Feel free to modify/copy/adapt codes in the sample codes to suit your need. All the sample functions are implemented for illustration purpose only, and does not represent how certain features should necessarily be implemented.
The HairWorks Sdk is held in the namespace nvidia::HairWorks, or NvHair for short. Types are used from the NvCommon library which are in the nvidia::Common namespace or NvCo for short.
Samples have a variety of options that can be controlled from the command line. The currently available options can be seen by passing ‘-help’ to the command line. Which sample is selected at start up can be choosen using –sampleIndex=. Note that the options available via help can change depending on the sample. For example if you wish to see all the options available for sample 1, you can pass to the command line “-help –sampleIndex=1”
The following list was produced using -help
There are the following command line options:
Some parameters can accept integers or strings. In order to support srings with spaces, quoting with ” is supported and escaping with .
Options prefixed with a single - are for boolean switch. Options with – expect a parameter placed after an equals. For example running with
-fullSpeed –sampleIndex=2
Runs the framework at full speed, using sample at index (and key) 2. The boolean parameters can also be set with the – style, and such as
–fullspeed=0 –sampleIndex=2
Will run at ‘normal speed’ as the full speed parameter has been disabled (0).

> [Written tasks]:
(1) Translate this sentence from the HairWorks sample notes into Spanish: "Samples have a variety of options that can be controlled from the command line."
(2) Extract each line of the records below that contains the word "road".

> [Listed entries]:
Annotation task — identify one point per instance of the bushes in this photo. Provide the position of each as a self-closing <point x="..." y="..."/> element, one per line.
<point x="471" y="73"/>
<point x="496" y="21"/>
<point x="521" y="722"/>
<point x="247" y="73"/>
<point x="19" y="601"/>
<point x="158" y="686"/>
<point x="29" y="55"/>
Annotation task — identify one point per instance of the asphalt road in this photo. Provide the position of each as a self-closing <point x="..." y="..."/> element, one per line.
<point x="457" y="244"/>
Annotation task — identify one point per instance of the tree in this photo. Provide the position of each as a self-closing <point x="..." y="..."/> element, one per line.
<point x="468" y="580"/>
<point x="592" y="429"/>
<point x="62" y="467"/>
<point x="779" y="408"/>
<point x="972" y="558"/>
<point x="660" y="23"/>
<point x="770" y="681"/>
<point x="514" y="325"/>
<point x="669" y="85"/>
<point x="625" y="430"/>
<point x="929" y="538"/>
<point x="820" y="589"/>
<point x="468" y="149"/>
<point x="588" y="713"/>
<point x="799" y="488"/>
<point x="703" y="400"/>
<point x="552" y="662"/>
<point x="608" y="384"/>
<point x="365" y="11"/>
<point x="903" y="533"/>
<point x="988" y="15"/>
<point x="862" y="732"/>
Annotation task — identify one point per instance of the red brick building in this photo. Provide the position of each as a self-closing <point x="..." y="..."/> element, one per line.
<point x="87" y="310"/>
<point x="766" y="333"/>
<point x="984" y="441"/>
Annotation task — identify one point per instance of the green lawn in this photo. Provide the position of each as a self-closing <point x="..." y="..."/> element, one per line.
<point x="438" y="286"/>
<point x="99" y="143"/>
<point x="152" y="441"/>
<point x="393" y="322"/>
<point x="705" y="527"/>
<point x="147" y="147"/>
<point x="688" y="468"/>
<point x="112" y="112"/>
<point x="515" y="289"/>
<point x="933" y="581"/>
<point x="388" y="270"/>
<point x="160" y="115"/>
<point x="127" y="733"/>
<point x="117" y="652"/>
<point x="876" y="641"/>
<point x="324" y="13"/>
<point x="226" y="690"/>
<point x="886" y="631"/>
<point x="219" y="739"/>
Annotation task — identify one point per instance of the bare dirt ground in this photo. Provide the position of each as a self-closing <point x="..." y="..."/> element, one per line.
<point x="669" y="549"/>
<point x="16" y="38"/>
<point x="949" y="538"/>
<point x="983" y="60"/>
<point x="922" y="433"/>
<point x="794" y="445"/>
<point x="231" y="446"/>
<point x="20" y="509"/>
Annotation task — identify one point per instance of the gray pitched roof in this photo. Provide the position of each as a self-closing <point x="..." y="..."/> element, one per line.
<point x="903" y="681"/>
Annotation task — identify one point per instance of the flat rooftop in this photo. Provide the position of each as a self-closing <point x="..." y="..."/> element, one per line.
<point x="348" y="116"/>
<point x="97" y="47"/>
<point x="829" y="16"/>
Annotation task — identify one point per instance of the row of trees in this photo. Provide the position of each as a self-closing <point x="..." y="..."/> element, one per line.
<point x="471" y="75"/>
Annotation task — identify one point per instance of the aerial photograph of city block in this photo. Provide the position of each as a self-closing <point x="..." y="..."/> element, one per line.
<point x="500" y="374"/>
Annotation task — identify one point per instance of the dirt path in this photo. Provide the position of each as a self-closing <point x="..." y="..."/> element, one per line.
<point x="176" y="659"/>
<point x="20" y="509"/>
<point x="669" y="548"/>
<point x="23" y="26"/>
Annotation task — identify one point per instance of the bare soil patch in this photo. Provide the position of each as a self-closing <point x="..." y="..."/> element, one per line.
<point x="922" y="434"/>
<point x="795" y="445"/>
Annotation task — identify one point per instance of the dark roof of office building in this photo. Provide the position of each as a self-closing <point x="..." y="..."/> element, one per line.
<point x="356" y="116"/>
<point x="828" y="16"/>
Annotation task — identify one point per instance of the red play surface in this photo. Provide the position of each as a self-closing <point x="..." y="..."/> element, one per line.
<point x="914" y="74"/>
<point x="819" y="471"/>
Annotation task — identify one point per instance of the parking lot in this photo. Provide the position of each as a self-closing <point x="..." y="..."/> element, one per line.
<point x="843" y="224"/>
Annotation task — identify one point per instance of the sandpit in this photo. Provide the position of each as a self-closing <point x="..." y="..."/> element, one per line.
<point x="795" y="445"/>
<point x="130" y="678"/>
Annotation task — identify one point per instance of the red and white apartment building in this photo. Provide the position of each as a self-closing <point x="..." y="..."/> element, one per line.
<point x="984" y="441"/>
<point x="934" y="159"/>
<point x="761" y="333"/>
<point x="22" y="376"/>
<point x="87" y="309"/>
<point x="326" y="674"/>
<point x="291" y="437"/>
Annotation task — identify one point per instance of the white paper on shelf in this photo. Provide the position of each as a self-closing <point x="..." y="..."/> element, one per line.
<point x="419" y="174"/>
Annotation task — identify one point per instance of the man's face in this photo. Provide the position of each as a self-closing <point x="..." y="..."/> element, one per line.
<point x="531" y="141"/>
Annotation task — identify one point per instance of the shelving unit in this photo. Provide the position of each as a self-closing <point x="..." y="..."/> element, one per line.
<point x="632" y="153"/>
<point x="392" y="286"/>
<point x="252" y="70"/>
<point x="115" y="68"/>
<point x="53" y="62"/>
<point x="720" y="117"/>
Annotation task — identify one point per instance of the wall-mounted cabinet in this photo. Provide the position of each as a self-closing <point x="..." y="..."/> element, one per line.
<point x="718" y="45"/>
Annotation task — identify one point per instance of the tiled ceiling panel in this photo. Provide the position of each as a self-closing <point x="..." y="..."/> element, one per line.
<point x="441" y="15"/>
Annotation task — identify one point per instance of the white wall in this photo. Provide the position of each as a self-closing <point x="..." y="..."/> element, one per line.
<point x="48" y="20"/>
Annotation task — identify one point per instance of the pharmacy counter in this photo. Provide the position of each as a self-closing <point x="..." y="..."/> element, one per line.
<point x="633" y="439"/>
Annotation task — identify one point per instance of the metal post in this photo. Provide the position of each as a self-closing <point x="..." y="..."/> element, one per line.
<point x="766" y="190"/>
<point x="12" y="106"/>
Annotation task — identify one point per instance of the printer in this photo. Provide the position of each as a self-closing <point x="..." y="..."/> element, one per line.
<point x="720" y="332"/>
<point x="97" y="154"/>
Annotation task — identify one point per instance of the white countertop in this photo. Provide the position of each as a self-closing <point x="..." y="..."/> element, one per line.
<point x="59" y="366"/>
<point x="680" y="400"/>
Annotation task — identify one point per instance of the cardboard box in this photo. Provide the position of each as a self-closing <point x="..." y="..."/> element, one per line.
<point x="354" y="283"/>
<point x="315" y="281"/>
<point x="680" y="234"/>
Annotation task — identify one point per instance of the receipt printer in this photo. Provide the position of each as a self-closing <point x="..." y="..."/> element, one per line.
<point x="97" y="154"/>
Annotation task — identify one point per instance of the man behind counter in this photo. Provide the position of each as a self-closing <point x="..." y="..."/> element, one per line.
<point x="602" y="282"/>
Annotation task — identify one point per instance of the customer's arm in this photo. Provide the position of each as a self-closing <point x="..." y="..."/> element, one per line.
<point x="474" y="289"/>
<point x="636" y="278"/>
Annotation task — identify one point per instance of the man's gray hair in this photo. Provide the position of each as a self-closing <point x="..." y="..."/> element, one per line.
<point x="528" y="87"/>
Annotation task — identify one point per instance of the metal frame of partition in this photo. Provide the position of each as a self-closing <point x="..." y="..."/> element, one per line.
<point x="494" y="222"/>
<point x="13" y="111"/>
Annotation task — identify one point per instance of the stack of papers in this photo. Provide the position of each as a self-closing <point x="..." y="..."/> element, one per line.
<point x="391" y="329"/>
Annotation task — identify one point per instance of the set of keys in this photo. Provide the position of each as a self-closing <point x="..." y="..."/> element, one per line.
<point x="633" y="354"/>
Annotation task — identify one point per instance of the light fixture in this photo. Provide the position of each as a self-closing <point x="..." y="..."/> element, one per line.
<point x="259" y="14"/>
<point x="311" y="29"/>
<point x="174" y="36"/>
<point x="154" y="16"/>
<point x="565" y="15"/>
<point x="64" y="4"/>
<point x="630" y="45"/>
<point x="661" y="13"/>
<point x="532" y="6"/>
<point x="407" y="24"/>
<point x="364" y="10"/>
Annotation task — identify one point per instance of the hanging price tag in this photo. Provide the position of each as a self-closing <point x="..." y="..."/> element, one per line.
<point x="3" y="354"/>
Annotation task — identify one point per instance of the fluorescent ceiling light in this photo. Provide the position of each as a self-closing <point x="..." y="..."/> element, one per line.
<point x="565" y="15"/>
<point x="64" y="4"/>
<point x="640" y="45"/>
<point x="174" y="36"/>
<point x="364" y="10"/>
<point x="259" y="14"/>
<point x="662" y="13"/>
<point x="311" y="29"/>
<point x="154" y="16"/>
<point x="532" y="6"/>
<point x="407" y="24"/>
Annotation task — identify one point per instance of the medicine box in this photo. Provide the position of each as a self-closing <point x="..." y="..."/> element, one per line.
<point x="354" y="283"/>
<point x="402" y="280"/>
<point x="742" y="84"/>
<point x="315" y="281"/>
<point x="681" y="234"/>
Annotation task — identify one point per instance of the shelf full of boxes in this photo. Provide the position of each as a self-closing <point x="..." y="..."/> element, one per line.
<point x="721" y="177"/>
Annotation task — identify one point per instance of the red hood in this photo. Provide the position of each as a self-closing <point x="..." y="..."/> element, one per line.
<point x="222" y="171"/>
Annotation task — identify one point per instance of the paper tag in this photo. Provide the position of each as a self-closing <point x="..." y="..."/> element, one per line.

> [Solutions]:
(1) Los ejemplos tienen una variedad de opciones que se pueden controlar desde la línea de comandos.

(2)
Annotation task — identify one point per instance of the asphalt road in this photo. Provide the position of each as a self-closing <point x="..." y="..."/> element, one per line.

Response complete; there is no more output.